● Challenge
Set down every entry again word for word, please, but skip the pictures.

● Stored data

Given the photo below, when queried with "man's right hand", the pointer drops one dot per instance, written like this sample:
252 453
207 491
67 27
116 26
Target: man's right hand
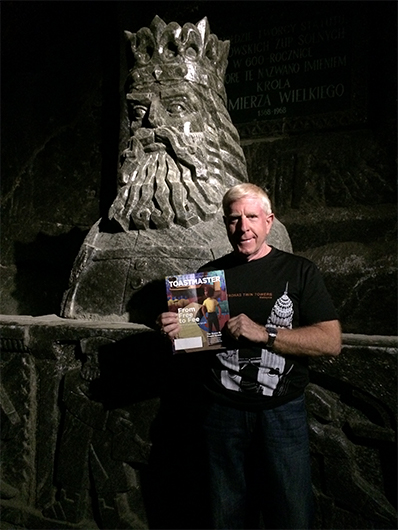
169 325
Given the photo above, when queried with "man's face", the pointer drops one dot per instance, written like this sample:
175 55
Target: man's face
247 227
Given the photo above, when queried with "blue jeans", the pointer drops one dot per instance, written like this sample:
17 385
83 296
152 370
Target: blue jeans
259 465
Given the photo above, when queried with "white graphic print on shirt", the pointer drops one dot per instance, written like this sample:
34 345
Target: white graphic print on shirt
266 372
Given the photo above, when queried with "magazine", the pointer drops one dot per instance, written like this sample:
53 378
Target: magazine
201 301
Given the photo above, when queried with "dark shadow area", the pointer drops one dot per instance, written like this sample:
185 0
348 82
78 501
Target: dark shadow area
370 425
43 270
174 479
146 304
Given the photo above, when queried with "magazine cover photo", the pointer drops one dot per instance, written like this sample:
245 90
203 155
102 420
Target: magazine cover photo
201 301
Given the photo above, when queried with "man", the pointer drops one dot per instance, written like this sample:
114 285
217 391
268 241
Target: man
255 423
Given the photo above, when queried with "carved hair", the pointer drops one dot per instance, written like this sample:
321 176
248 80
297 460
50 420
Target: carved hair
246 189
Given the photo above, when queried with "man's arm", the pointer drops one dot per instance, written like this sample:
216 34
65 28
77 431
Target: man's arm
323 338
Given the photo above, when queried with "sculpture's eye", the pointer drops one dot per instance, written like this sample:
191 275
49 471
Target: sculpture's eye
138 112
176 107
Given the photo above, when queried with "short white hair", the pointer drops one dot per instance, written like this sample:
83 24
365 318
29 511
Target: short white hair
246 189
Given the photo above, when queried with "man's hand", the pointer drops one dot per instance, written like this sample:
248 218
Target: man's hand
168 324
322 338
242 327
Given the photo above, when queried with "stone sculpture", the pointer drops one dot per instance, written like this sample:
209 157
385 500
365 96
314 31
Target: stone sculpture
182 154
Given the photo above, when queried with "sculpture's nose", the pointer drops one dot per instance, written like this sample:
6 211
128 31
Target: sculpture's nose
157 114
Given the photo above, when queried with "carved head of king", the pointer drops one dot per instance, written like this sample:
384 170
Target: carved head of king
182 149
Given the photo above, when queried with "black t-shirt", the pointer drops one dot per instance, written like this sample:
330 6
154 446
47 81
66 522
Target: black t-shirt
281 289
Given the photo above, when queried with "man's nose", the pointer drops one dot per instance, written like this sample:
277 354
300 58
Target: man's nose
157 116
244 225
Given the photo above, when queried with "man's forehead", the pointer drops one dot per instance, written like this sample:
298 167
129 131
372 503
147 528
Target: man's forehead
245 204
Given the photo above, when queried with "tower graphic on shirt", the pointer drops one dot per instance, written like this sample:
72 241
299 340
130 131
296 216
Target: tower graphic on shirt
264 374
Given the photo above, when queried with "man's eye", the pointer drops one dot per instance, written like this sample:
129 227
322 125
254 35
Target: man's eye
139 112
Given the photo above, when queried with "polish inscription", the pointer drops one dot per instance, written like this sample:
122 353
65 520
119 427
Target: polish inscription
301 67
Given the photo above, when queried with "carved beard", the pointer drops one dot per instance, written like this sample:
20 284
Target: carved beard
169 178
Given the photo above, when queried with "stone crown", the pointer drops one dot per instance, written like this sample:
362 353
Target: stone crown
166 53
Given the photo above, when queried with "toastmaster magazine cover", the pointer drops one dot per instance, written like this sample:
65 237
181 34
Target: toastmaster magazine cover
201 301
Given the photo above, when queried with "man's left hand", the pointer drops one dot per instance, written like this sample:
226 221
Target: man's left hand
242 327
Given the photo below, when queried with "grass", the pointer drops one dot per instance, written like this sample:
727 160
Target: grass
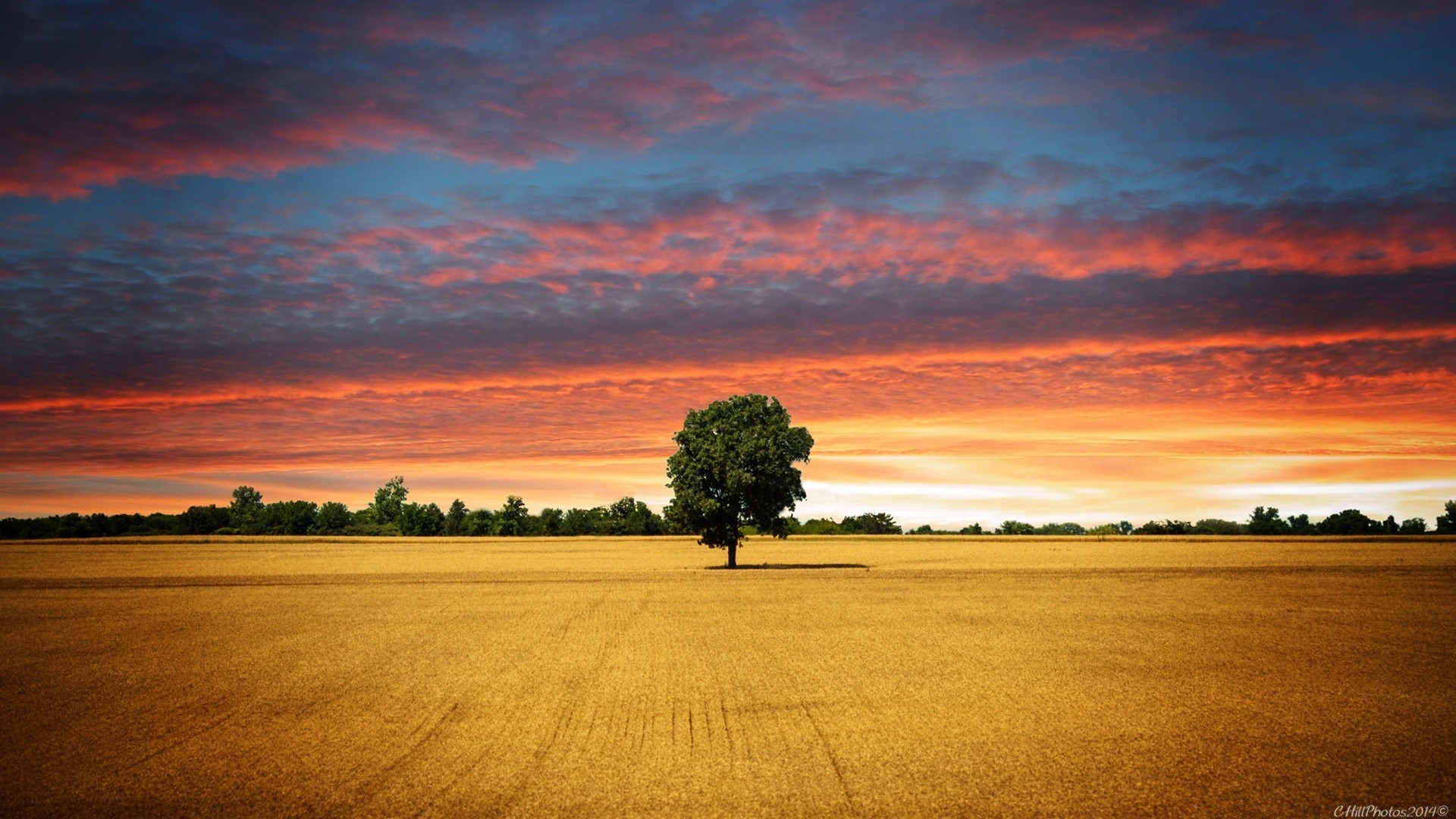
604 676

● Exercise response
Given the photo below, when queried with "man's right hand", the pointer drops one dot per instance, written like this sample:
252 453
207 491
67 27
116 26
Target: man's right hand
169 325
Given the photo above, when queried with "man's face", the pointer drops one dot per instance, written like this sample:
175 55
Target: man's face
247 227
Given the photo above, when queried with "blue jeans", the pointer drops one dot per instance, written like this sample:
17 385
83 296
152 370
Target: blue jeans
259 465
Given the photo above, when queried with "white graphic print on shirt", the pointer drops one dot per instance, written like this sample:
34 345
Target: white graphic print on shirt
266 372
Given the photo above, when queried with "magazine", the pointer drops one dot per instance, written like this sample:
53 378
Target: magazine
201 301
Given the photo above, when queried with "dark shadow area", the pointer drops one dot per instance, written like this sample:
185 0
348 82
78 501
Target: dark shadow area
370 425
43 270
174 479
146 304
Given the photo above, when queried with "magazine cover photo", the pointer drops one dot per instance, written like this sample:
245 90
203 155
102 420
Target: magazine cover photo
201 301
Given the photo above, when queried with "man", the pointer drops one dot per instance, written like this sample:
114 285
217 391
268 241
Target: man
255 423
Given the photo above, when queried with "carved hair", the pointer drops one dot per instance, written like this sample:
321 176
248 80
297 460
50 420
Target: carved hair
246 189
Given the photo above, when queried with "man's arm", the pointer drops one dot per instance, written like this sample:
216 34
65 28
77 431
Target: man's arm
323 338
Given the photo above, when queried with "sculpture's eye", the pointer drops one dot per instance, written like this sample:
191 275
49 471
Target: sculpture's eye
138 112
176 107
Given the photo above, when queried with "short white hair", the pointer drops one dot per instance, written like this sample:
83 24
365 318
29 511
Target: short white hair
246 189
Given the photo above, when queried with "man's hand", the pointer drops one dot per instance, written like this sample:
248 218
Target: man's hand
168 324
322 338
242 327
Given the photo above, when queried with "stone sculpture", the pointer drops one dot per instance, written like this sample:
209 157
385 500
365 96
314 31
Target: stone sculpture
182 154
Given the photo above, when queried with "sculpture's nose", the pointer drops one dot per instance, written like this sample:
6 211
128 31
Target: sculpture's nose
157 114
Given the photo above, when queried with "carved head of king", the pointer drops one dot per instance, written like this sample:
384 170
Target: carved head of king
182 149
Given the photo above, when queried with "black t-shirt", the pointer drops one dot per instance, written like this sample:
330 6
154 446
47 81
66 522
Target: black t-shirt
281 289
Given the photo above, when queried with "man's nose", the pointer drops one dot per instance, written like this sample:
277 354
300 58
Target: man's nose
157 116
244 225
Given the photo above, when queried with "man's forehead", the pointer drops one dot per instance, written like this sample:
298 167
129 131
372 503
147 528
Target: man's forehead
245 204
Given the photo above, when queried with "tower graphic on shirt", the pointer drops one dot per instance, written like this sample:
72 241
299 340
130 131
296 216
Target: tower graphic on shirt
264 374
Given the photo above, when queried with "man's eye", the pointer drops one dot per instance, written like this sample:
129 227
322 125
254 35
Target: man's eye
139 112
Given the photo above, when queried with "polish inscription", the pointer drops one dot per instance, written like this sample:
122 353
65 520
119 427
Target: polish inscription
301 67
Given the photo above, when queried with "carved beard", the pointer drops one dot per instance, written like this sample:
20 284
Target: carved beard
169 178
Given the photo above, when queried with "stone crown", the pointer drops one dot per instance, written like this sample:
362 353
Target: stone crown
166 53
Given the photo above, when queried with "toastmaster magazine cover", the pointer drops one dot per instance, written like this sample:
65 237
181 34
Target: toastmaster magazine cover
201 301
Given the photo above, when queried with "man's left hand", the pointer drops one dot per instance, written like this sample:
226 221
Target: man's left hand
242 327
Given the photo below, when queried with "grass", the pointer drops one dot per instance, written like this sample:
727 160
Target: grass
604 676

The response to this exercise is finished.